» **Task brief**
Every line below from the one containing "inside the mask" through the one containing "Trace every instance" must be transcribed exactly. Omit all lines outside that stretch.

[Entries taken from a collection]
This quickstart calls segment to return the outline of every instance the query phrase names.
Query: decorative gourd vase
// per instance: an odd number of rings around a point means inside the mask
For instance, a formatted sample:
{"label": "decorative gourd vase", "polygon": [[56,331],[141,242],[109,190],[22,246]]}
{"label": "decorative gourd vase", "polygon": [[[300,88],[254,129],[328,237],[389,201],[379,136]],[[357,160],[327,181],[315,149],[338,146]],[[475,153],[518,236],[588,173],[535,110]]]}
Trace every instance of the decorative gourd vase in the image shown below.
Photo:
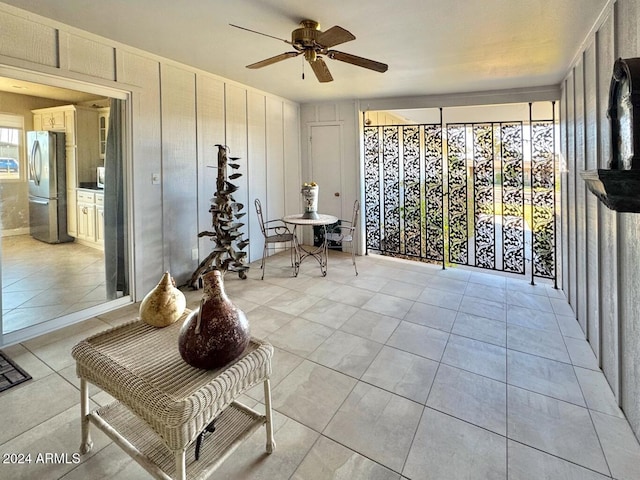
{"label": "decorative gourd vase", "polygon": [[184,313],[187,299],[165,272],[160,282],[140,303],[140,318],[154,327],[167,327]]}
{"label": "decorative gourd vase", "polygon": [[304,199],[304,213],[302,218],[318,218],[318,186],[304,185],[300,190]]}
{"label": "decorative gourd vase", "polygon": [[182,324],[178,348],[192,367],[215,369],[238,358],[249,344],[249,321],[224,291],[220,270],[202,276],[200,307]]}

» **Solved exercise**
// per instance: an odd number of rings around a point means inside the mask
For instance, a formatted sample:
{"label": "decorative gourd vase", "polygon": [[56,331],[141,242],[109,190],[22,246]]}
{"label": "decorative gourd vase", "polygon": [[[300,88],[254,129],[328,237],[389,201],[379,136]],[[357,160],[327,181],[315,149],[338,146]],[[475,153],[518,236],[588,173],[535,110]]]}
Trace every instance of the decorative gourd vase in the image shown below.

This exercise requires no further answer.